(Reading passage):
Tuesday 26 January 2010

Look after your data….

If you have read my previous posts you have probably guessed that I have a bit of a thing about data security. Thinking about it, why do we have security in organisations? What is it protecting? Ultimately it is protecting what that organisation values which in the IT world is data. Without data computers are just tin and wires.

This is why I have taken to standing on my electronic soap box and start ranting about data security!

I happen to think it is a very important subject and deserves a lot more attention than most organisations give to it.

From my experience there are many excuses, the most common being cost, this really annoys me. It is much cheaper to implement good security and prevent a data breech than to suffer the cost and consequences of having to retrofit security.

The second is “we don’t have anything that needs securing”, again this really annoys me and it is utter crap. It shows they don’t value their data. People who have this approach only really value something when it is gone. There are some lighter moments in my life when I see peoples worlds crumble when they realise their data is more important than they were saying.

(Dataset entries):
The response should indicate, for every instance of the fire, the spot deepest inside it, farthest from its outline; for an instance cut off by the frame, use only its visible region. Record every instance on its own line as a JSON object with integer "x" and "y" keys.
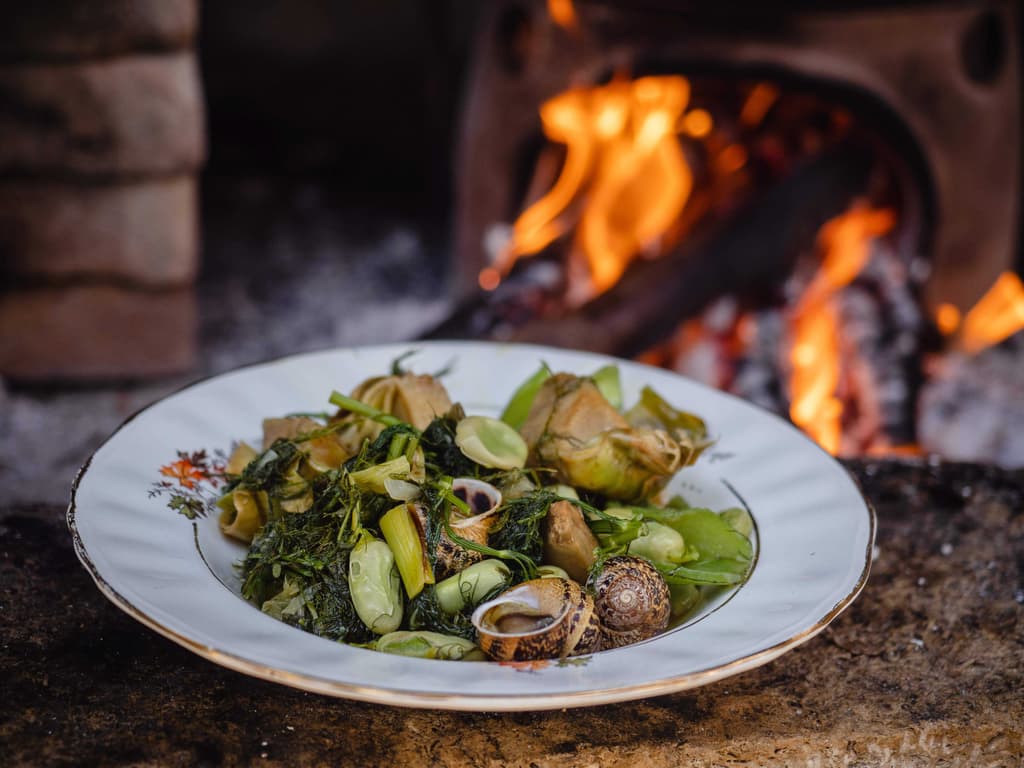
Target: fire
{"x": 624, "y": 182}
{"x": 997, "y": 315}
{"x": 815, "y": 352}
{"x": 563, "y": 13}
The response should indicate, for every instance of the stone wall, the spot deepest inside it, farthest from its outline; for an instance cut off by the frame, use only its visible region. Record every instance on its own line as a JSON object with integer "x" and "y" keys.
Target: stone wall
{"x": 101, "y": 136}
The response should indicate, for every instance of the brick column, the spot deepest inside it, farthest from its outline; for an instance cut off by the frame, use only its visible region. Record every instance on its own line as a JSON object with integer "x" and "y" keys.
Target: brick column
{"x": 101, "y": 137}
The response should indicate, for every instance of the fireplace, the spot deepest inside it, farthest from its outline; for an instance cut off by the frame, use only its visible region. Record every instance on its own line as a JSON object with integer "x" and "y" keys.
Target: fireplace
{"x": 815, "y": 210}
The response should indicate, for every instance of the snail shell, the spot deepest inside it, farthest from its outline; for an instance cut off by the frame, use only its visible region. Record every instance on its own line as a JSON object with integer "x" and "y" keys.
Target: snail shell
{"x": 483, "y": 500}
{"x": 541, "y": 619}
{"x": 632, "y": 599}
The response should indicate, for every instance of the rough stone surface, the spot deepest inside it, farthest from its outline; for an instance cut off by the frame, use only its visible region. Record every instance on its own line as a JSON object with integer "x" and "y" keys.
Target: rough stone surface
{"x": 96, "y": 332}
{"x": 128, "y": 116}
{"x": 925, "y": 669}
{"x": 143, "y": 232}
{"x": 58, "y": 30}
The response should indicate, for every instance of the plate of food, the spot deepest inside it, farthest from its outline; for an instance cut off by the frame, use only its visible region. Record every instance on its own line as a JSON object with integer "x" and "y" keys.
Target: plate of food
{"x": 471, "y": 525}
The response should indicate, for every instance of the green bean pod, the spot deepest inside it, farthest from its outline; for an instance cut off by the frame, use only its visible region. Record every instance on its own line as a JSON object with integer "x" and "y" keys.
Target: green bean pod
{"x": 375, "y": 586}
{"x": 471, "y": 585}
{"x": 429, "y": 645}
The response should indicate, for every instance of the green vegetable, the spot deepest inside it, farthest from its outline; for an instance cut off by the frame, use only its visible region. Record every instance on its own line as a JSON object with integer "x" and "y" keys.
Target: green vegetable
{"x": 713, "y": 537}
{"x": 738, "y": 519}
{"x": 551, "y": 571}
{"x": 402, "y": 537}
{"x": 429, "y": 645}
{"x": 491, "y": 442}
{"x": 704, "y": 571}
{"x": 376, "y": 588}
{"x": 356, "y": 407}
{"x": 685, "y": 598}
{"x": 659, "y": 544}
{"x": 286, "y": 604}
{"x": 372, "y": 478}
{"x": 517, "y": 410}
{"x": 471, "y": 585}
{"x": 426, "y": 613}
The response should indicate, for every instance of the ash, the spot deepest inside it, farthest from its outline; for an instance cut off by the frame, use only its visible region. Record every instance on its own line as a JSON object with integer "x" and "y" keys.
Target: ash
{"x": 284, "y": 271}
{"x": 972, "y": 409}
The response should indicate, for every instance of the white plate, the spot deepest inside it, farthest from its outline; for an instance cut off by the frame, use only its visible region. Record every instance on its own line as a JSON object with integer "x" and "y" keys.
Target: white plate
{"x": 814, "y": 538}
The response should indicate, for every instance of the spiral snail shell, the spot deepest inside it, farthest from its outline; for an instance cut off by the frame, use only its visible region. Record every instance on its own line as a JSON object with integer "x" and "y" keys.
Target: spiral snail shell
{"x": 632, "y": 599}
{"x": 540, "y": 619}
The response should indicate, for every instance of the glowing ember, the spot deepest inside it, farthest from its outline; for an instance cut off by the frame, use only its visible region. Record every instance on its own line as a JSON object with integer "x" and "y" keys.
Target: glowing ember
{"x": 815, "y": 351}
{"x": 562, "y": 13}
{"x": 947, "y": 317}
{"x": 624, "y": 182}
{"x": 997, "y": 315}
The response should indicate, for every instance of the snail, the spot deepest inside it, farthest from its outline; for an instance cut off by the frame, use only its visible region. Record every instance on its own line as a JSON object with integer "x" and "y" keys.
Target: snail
{"x": 482, "y": 500}
{"x": 633, "y": 600}
{"x": 540, "y": 619}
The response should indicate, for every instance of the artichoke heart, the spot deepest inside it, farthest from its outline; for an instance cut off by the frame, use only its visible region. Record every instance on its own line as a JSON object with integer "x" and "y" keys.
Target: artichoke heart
{"x": 573, "y": 429}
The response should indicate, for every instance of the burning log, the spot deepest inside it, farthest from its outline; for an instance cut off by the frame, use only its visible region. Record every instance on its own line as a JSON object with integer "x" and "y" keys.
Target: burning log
{"x": 745, "y": 253}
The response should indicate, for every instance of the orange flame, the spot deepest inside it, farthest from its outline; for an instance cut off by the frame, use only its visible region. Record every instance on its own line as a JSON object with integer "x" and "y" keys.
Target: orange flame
{"x": 997, "y": 315}
{"x": 815, "y": 353}
{"x": 625, "y": 163}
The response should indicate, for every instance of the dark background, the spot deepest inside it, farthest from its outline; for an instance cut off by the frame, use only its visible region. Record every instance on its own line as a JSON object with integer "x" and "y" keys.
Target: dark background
{"x": 360, "y": 96}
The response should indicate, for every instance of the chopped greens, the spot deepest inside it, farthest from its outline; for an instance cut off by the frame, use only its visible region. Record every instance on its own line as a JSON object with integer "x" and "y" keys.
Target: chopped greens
{"x": 387, "y": 523}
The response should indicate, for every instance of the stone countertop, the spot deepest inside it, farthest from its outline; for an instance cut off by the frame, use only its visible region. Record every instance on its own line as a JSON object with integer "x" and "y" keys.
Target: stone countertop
{"x": 926, "y": 668}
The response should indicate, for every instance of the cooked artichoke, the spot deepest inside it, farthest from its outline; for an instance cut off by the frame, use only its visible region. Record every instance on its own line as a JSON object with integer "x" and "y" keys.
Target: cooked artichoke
{"x": 574, "y": 430}
{"x": 416, "y": 398}
{"x": 567, "y": 541}
{"x": 482, "y": 499}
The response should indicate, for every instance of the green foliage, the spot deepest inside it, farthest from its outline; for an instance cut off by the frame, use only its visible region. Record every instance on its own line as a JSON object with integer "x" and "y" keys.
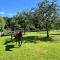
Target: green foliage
{"x": 2, "y": 23}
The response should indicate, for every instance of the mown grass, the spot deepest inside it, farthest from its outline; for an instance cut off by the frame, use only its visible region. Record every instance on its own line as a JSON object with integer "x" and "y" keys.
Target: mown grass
{"x": 35, "y": 47}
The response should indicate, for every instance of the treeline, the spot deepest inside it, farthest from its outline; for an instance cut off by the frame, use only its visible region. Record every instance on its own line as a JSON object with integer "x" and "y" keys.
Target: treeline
{"x": 44, "y": 17}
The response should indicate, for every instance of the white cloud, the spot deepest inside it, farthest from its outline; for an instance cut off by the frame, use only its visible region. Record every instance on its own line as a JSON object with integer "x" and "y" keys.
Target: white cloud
{"x": 2, "y": 13}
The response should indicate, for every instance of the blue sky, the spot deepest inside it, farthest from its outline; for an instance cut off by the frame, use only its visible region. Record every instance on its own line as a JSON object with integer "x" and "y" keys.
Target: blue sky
{"x": 11, "y": 7}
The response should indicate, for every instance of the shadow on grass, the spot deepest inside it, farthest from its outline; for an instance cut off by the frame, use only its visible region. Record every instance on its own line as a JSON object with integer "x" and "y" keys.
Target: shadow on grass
{"x": 34, "y": 39}
{"x": 7, "y": 41}
{"x": 9, "y": 47}
{"x": 29, "y": 39}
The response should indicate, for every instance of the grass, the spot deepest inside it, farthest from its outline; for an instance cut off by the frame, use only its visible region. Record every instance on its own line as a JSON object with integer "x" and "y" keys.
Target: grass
{"x": 35, "y": 47}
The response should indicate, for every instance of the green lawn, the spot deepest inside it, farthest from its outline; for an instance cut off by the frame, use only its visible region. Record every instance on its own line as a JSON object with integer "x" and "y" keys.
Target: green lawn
{"x": 35, "y": 47}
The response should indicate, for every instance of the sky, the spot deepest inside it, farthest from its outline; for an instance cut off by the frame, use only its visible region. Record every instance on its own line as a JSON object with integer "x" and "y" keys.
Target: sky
{"x": 11, "y": 7}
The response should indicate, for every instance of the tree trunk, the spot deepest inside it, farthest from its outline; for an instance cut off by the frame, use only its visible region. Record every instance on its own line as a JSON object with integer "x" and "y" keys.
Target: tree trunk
{"x": 47, "y": 30}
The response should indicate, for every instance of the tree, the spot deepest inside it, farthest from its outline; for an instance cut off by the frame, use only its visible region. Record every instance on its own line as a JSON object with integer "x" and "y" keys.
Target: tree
{"x": 46, "y": 14}
{"x": 2, "y": 23}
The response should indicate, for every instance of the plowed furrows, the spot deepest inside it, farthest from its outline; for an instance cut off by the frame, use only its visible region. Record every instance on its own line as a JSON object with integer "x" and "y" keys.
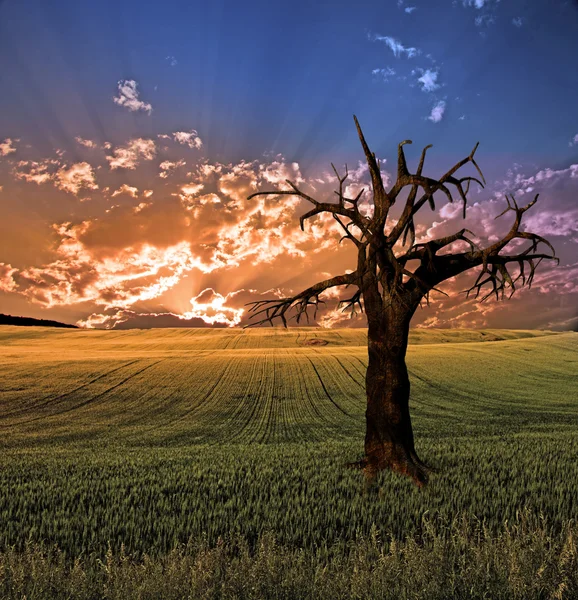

(Exercises to complete):
#1 List every point the data security post makes about the excuse "we don't have anything that needs securing".
#2 Using the data security post, say whether each statement is true: (a) The author names cost as the most common excuse. (b) The author thinks adding security after a breach is cheaper than putting it in first. (c) The author feels most organisations already give data security enough attention.
#3 Pick up the post on data security after its final sentence and keep writing it.

(Answers for this exercise):
#1
- It really annoys the author.
- It is utter crap.
- It shows they don't value their data.
- People who have this approach only really value something when it is gone.
- The author sees their worlds crumble when they realise their data is more important than they were saying.

#2
(a) Yes: "the most common being cost"
(b) No: "It is much cheaper to implement good security and prevent a data breech than to suffer the cost and consequences of having to retrofit security."
(c) No: "deserves a lot more attention than most organisations give to it."

#3
The third is “we have something already which is good enough”, typically just disk encryption, don’t start me off on that one again!

I so often see poor data security which was implemented as a knee jerk reaction. This typically ends in an expensive disaster, swiftly plugging a security hole without any planning leads to years of suffering the consequences.

I am mindful of a case where an overenthusiastic organisation had gone to great lengths to encrypt their archive data following a data breech. Their approach was typical “we have had a breech, let’s fix it ASAP”. The person that was made responsible for the project dutifully encrypted all of the archive data but did not documented the implementation and subsequently left the organisation. The archive data was accessed so infrequently that no one knew they could not decrypt the data without the information in their ex-colleagues head. Now came the time to access archive data and the found they couldn’t, there were terabytes of scrambled data that was no use to them.

Priceless!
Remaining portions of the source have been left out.